§ **Exercise prompt**
Find the lines in the records that carry the word "eave". Copy each one.

================

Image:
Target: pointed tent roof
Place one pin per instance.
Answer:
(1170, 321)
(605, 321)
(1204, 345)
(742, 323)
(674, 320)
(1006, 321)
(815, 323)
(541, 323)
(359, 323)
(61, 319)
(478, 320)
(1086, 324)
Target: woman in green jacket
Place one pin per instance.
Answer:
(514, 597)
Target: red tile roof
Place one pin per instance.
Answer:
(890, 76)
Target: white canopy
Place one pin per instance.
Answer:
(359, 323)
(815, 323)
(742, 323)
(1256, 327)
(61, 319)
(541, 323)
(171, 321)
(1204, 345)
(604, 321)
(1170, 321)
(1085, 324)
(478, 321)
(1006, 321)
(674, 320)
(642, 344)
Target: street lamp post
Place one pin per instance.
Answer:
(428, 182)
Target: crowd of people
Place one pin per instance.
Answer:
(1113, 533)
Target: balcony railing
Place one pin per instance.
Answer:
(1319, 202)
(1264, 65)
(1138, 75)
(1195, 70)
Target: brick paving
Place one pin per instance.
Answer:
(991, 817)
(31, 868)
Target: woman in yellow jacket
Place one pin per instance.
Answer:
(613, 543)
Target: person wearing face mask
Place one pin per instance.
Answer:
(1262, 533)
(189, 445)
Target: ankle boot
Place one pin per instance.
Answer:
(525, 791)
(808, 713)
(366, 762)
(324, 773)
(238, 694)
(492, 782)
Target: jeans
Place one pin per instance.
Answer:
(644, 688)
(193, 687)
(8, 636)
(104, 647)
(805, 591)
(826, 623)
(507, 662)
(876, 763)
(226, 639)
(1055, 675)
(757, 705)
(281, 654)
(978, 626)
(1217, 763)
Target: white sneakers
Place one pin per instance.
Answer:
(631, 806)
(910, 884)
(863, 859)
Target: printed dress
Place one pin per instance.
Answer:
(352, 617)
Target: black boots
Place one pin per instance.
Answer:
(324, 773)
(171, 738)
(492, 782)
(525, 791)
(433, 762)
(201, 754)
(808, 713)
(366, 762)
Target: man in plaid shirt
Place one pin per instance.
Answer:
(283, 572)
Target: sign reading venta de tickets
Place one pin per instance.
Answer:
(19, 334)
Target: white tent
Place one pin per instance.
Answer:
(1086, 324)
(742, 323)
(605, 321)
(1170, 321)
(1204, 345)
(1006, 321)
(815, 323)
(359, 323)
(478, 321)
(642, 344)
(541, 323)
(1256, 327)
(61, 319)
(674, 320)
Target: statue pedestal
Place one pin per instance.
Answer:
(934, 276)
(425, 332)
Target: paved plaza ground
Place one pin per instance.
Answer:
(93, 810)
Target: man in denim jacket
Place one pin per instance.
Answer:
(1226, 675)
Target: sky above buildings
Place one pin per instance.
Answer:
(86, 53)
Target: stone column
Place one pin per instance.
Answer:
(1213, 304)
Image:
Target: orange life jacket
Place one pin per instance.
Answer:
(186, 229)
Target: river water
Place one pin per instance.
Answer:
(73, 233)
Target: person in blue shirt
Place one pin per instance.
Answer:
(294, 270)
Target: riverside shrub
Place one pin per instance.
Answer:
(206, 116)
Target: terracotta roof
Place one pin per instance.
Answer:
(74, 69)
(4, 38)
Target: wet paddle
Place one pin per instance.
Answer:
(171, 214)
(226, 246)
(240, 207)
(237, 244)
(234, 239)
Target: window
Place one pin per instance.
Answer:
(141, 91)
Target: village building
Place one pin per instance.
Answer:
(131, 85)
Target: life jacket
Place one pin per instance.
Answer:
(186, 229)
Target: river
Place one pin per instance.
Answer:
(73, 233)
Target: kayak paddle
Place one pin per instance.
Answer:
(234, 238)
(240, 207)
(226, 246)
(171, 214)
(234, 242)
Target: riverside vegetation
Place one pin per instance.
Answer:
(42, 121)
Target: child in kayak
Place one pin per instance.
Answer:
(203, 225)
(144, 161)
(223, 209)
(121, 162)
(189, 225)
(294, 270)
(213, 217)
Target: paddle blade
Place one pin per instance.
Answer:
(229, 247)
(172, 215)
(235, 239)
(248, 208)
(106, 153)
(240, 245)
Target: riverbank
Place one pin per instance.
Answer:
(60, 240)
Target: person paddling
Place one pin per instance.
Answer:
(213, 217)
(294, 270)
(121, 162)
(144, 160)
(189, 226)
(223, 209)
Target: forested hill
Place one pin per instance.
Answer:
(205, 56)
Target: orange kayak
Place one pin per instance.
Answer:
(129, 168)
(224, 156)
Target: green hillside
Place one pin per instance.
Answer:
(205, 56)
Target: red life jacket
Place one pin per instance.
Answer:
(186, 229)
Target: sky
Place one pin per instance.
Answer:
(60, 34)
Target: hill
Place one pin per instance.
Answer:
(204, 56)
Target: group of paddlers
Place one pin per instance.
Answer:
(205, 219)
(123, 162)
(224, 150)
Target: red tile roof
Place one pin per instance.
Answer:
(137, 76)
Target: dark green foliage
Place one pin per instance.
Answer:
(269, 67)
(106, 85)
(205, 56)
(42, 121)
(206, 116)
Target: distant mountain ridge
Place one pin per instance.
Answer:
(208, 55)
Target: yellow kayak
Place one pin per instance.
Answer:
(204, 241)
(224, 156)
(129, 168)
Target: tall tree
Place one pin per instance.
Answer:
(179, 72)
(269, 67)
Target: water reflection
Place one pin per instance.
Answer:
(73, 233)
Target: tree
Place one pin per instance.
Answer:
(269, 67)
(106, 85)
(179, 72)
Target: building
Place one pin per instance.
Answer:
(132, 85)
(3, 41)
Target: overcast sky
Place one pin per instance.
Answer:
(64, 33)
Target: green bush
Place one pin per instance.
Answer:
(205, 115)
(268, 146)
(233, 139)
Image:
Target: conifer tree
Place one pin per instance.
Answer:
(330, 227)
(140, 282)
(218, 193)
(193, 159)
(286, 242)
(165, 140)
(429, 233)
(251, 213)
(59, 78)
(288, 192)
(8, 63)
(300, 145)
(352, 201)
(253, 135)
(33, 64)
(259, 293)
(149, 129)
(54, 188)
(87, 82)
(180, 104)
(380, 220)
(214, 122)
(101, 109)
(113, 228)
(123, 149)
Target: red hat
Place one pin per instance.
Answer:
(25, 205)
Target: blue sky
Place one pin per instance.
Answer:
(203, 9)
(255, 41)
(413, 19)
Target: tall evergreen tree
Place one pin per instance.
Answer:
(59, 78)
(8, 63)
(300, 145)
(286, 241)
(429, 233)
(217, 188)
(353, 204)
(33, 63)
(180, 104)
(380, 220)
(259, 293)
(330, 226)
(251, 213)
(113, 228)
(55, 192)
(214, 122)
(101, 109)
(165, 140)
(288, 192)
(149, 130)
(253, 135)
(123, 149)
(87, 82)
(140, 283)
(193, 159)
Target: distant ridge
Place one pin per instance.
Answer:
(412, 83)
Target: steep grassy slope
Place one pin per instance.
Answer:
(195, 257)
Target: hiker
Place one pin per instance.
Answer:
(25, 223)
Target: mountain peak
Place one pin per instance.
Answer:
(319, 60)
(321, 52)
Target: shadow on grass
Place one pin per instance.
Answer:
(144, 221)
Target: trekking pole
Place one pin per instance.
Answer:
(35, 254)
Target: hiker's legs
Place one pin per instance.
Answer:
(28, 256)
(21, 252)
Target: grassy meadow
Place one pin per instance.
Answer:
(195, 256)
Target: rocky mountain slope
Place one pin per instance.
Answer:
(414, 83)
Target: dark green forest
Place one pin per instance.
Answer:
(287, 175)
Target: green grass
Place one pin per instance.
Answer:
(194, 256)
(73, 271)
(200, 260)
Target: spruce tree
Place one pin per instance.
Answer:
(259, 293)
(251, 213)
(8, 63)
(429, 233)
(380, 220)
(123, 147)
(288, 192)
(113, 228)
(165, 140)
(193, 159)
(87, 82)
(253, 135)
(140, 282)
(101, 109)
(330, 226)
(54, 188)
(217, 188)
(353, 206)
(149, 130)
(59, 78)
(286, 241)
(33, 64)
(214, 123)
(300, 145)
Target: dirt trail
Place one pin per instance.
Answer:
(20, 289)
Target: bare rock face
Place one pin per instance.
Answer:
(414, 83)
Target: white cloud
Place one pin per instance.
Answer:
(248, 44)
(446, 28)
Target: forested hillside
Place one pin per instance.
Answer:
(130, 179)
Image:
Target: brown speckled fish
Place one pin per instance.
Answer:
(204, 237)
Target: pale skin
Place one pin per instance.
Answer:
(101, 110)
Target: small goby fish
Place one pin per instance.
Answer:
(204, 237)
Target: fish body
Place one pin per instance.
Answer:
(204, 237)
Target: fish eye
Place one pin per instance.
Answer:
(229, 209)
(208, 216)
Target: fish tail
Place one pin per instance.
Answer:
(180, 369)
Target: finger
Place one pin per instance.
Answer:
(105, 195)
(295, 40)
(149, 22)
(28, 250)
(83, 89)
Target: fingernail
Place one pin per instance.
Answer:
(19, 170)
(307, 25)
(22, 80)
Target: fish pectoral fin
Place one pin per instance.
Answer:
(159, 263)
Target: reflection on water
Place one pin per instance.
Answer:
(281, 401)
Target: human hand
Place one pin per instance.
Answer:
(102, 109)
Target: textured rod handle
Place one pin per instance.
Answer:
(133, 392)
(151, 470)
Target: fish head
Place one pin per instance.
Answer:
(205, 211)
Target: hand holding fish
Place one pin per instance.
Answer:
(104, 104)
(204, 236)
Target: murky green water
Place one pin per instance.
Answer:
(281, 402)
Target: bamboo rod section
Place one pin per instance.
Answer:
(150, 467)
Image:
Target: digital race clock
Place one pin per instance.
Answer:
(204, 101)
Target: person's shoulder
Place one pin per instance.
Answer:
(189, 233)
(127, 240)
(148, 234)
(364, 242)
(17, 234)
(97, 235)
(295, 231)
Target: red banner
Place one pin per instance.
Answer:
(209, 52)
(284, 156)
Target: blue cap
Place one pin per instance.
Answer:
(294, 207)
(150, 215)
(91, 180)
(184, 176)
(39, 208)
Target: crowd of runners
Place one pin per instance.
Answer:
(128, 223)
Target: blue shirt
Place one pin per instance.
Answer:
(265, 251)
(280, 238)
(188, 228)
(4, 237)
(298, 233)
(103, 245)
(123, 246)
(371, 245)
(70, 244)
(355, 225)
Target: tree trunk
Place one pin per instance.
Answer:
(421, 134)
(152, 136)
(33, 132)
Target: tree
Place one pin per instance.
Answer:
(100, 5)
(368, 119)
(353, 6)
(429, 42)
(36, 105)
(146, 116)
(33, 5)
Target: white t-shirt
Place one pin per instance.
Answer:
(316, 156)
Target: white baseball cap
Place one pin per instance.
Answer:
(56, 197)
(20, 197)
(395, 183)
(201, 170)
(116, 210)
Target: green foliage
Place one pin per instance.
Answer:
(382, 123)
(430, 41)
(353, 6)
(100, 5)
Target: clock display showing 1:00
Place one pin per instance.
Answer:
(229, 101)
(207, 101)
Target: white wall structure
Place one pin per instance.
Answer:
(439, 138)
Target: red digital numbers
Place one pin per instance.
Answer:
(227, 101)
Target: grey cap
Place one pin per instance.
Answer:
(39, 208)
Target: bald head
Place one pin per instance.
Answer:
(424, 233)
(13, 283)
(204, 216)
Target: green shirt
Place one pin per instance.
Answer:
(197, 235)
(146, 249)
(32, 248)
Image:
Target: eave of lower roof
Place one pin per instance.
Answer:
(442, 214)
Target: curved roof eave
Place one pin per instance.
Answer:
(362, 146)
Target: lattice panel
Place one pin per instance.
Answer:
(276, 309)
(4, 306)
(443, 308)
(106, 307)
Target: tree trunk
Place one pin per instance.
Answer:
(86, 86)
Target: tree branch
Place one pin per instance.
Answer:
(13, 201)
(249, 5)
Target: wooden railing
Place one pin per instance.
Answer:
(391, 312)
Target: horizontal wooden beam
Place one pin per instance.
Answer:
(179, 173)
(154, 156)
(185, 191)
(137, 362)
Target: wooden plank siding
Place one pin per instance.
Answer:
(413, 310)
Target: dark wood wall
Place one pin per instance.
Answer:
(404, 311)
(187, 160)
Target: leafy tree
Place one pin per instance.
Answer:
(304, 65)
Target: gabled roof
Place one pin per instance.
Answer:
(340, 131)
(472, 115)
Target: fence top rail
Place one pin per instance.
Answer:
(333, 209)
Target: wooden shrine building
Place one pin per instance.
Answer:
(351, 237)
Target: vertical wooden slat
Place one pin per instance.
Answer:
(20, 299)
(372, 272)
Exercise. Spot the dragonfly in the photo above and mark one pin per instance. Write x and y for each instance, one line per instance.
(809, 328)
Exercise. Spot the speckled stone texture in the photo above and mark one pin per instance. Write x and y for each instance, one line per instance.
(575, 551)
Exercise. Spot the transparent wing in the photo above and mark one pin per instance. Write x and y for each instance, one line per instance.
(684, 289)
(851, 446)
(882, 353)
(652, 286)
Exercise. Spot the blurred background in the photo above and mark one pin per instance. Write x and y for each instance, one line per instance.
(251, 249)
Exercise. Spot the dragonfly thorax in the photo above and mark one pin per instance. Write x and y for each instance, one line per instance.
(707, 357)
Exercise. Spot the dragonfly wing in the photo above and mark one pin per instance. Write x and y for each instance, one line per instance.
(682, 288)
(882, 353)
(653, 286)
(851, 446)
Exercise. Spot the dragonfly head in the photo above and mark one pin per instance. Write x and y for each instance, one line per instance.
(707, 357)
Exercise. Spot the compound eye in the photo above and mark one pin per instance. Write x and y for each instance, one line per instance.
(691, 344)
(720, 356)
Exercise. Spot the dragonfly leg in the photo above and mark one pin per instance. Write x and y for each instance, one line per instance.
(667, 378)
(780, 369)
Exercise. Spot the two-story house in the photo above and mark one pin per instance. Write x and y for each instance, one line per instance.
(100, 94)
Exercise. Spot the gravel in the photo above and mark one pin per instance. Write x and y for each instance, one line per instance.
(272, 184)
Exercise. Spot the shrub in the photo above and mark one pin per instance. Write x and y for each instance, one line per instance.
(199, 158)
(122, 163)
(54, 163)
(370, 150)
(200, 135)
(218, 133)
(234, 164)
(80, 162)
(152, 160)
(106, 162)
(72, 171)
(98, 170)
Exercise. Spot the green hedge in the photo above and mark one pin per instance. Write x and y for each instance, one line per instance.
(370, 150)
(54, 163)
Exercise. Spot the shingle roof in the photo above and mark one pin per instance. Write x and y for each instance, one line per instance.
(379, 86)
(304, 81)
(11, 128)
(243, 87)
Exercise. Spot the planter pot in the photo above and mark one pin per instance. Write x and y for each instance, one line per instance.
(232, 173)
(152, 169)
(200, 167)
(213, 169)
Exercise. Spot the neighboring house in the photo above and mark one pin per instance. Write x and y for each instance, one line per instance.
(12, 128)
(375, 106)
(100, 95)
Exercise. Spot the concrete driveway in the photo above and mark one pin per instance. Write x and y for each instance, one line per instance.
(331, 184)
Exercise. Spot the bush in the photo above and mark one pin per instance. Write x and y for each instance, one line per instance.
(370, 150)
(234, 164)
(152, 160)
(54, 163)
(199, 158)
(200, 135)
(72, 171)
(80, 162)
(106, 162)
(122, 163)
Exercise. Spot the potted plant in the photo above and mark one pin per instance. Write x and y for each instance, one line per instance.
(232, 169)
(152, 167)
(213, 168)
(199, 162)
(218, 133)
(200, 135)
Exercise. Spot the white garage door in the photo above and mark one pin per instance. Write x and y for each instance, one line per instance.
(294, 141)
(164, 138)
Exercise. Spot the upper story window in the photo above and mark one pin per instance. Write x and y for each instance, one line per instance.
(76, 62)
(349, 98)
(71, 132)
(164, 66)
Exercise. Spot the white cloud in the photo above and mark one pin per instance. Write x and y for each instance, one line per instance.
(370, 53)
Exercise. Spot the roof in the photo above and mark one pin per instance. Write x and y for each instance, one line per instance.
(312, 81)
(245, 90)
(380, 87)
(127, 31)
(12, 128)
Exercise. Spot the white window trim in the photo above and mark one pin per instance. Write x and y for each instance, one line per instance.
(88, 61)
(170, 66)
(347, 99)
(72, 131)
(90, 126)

================

§ **Exercise solution**
Target: eave of lower roof
Target: curved roof eave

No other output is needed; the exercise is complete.